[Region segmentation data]
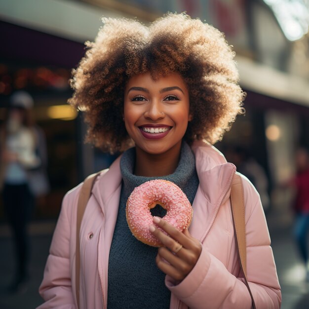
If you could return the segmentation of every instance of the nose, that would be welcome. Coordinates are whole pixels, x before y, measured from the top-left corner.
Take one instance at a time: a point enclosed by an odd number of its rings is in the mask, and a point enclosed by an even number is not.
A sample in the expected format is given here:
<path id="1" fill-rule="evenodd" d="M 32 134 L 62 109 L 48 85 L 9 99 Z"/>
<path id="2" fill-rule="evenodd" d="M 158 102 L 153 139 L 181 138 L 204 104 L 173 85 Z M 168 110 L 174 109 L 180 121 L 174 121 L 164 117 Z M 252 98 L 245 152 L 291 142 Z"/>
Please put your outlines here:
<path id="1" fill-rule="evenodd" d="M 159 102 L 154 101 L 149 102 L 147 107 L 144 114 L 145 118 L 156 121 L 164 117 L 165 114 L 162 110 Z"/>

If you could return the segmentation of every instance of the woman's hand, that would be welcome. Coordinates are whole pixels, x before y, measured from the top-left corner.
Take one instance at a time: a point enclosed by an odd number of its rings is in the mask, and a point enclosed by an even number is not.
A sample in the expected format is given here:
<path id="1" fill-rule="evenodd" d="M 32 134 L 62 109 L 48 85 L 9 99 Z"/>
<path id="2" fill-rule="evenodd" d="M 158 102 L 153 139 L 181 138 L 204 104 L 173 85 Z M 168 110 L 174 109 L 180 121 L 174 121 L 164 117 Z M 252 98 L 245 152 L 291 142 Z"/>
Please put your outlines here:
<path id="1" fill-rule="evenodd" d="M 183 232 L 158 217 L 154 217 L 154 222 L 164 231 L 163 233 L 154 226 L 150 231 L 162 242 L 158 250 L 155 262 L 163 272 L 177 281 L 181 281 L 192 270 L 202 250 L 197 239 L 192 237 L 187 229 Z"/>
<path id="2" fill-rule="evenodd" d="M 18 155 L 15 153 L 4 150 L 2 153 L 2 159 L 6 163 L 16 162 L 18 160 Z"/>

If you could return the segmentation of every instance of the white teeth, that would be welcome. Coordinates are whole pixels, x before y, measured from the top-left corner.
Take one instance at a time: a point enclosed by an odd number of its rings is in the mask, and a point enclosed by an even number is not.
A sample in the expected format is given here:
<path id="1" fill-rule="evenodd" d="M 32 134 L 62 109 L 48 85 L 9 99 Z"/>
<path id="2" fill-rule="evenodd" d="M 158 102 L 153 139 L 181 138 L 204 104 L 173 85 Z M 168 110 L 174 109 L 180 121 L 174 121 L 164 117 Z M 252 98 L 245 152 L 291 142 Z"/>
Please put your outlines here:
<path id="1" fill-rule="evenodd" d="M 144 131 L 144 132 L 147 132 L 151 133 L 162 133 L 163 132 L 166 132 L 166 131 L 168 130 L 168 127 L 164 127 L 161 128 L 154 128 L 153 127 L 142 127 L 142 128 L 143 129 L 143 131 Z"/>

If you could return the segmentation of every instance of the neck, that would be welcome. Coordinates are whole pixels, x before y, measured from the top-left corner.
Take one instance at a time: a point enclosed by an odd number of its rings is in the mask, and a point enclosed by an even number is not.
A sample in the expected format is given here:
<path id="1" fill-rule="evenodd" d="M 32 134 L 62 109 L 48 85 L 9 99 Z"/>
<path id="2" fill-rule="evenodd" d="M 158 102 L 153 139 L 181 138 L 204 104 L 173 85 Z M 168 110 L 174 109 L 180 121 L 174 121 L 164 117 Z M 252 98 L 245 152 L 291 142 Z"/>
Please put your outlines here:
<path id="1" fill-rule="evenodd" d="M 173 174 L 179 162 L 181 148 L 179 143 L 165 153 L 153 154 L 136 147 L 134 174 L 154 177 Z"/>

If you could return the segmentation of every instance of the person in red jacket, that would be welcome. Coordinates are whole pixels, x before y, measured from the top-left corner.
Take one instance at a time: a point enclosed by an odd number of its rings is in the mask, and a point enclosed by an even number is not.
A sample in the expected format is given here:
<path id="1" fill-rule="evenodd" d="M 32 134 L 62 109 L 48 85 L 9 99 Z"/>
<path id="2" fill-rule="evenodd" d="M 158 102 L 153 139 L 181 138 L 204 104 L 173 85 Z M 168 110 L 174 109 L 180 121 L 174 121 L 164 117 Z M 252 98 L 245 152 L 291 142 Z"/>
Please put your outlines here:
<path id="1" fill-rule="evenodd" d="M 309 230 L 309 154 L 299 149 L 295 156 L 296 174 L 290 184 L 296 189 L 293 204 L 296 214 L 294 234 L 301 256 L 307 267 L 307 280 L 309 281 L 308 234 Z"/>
==
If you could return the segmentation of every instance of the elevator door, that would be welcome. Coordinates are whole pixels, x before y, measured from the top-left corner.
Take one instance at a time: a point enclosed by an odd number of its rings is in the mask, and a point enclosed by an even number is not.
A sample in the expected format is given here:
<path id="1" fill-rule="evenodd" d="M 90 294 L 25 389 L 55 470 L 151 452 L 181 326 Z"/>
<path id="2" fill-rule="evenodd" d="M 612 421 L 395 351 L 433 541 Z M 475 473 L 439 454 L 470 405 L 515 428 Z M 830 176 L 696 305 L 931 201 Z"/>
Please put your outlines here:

Instruction
Copy out the records verbatim, everything from the line containing "the nose, that" down to the line containing "159 102 L 154", both of those lines included.

Expected answer
If you could return the segmentation of every instance of the nose, that would be welcome. Coordinates are whole pixels, x before y, measured from the top-left corner.
Take one instance at a time: a point enclosed by an odd number of its rings is in the mask, and a point enclosed by an even number is not.
A sample in the expected format is given here:
<path id="1" fill-rule="evenodd" d="M 32 134 L 62 109 L 48 85 L 9 99 Z"/>
<path id="2" fill-rule="evenodd" d="M 158 102 L 153 139 L 181 138 L 204 104 L 173 85 Z M 168 110 L 174 109 L 180 121 L 174 121 L 164 117 Z M 252 98 L 245 152 L 291 142 Z"/>
Please put your outlines here:
<path id="1" fill-rule="evenodd" d="M 159 102 L 154 101 L 149 102 L 147 107 L 144 114 L 145 118 L 156 121 L 164 117 L 165 114 L 162 110 Z"/>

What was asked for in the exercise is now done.